Collected data entries:
** begin **
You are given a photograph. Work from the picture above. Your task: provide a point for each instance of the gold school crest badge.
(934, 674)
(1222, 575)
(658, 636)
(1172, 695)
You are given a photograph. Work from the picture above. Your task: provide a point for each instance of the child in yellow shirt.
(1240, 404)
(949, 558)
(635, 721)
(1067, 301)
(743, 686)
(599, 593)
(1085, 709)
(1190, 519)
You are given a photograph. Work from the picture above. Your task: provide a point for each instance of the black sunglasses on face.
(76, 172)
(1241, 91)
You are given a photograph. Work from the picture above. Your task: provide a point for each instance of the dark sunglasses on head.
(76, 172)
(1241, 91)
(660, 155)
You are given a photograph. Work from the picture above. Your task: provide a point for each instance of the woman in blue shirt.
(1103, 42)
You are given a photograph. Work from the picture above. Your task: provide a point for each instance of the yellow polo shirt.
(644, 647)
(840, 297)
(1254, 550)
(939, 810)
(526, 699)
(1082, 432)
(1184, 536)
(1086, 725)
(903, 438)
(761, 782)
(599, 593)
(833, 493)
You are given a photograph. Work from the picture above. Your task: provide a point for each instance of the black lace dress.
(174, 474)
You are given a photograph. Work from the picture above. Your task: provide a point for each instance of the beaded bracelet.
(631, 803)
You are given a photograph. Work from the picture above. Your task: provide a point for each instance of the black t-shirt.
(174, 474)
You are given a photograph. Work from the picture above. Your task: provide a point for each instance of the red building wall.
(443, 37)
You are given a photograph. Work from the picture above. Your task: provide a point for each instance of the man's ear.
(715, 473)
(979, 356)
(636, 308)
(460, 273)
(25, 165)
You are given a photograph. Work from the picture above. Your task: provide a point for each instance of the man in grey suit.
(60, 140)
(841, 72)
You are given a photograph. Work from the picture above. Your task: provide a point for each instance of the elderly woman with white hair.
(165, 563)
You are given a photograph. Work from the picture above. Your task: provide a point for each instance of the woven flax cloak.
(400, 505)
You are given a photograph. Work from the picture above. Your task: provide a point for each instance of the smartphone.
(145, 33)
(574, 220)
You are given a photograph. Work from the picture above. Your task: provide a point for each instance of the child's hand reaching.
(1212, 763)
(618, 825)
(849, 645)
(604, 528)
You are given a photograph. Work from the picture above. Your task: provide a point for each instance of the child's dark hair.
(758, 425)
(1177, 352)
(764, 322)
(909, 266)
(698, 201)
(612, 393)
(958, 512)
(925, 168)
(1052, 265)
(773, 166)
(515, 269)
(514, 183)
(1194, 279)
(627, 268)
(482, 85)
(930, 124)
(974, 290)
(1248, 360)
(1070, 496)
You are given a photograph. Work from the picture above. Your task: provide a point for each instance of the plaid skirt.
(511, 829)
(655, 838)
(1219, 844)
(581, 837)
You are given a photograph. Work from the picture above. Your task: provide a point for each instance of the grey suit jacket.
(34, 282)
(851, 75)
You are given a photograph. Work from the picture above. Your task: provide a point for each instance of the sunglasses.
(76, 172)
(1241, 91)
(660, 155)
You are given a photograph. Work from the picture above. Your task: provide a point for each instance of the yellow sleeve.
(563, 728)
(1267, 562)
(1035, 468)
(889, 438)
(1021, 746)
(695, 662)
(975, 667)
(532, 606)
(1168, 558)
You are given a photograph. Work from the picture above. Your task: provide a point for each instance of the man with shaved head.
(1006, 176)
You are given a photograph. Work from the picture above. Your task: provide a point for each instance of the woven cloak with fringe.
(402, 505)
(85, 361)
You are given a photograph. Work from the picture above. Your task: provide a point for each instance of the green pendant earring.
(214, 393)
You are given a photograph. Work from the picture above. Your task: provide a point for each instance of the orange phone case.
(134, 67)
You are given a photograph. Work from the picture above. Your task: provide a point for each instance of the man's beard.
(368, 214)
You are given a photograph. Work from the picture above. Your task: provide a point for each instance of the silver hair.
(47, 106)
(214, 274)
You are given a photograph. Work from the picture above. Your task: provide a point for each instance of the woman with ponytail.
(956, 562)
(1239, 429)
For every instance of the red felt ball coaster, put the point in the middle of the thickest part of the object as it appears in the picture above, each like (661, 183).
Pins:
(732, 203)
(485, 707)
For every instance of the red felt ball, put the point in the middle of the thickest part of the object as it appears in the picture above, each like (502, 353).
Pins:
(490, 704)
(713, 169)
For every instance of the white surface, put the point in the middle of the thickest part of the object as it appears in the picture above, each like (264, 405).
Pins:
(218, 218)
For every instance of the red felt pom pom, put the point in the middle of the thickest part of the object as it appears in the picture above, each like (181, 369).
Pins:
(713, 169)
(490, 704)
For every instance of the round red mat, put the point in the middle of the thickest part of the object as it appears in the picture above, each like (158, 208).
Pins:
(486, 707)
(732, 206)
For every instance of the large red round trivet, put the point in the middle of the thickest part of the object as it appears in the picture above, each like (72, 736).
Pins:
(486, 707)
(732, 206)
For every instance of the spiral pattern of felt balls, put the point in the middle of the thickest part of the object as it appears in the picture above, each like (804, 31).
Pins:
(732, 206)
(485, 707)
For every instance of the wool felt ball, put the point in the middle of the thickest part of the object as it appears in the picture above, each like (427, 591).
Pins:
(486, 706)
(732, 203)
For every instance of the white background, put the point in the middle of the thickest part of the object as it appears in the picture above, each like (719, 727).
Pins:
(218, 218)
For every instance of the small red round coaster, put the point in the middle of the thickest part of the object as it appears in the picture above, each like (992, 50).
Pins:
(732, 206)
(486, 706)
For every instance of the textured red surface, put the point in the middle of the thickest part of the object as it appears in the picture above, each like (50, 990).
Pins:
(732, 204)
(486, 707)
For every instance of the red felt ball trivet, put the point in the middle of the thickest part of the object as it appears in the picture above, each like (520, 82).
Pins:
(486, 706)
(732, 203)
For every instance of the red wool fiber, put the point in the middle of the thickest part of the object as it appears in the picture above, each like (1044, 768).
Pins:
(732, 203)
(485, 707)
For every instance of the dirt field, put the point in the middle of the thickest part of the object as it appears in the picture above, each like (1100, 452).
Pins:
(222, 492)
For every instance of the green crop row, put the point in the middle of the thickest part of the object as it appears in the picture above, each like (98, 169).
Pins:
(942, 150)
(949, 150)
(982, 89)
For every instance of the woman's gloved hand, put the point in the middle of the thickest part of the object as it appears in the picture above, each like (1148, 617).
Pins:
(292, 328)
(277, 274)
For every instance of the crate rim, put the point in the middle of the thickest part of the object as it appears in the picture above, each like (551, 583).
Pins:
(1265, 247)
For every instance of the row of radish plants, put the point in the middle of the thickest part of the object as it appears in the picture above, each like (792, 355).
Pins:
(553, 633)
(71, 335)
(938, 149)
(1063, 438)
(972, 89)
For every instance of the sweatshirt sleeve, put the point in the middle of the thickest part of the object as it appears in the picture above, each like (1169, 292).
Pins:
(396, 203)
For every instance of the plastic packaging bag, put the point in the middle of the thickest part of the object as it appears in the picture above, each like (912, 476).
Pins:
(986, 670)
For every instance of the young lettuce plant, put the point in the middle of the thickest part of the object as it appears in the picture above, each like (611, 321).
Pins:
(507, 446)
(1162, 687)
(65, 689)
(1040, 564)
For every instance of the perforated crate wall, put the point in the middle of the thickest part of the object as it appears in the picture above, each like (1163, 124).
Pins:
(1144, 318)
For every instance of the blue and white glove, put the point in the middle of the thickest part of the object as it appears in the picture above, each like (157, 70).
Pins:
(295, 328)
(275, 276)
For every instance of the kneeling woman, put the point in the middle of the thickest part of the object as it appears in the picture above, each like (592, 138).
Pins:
** end **
◆ **Aim of the exercise**:
Write out the records verbatim from their first line through the line containing "(1172, 695)", including both of those lines.

◆ **Result**:
You are given a photograph. Work from the picture above. Your task: provide a point for each instance of the gold school crest badge.
(934, 674)
(1222, 575)
(658, 636)
(1172, 695)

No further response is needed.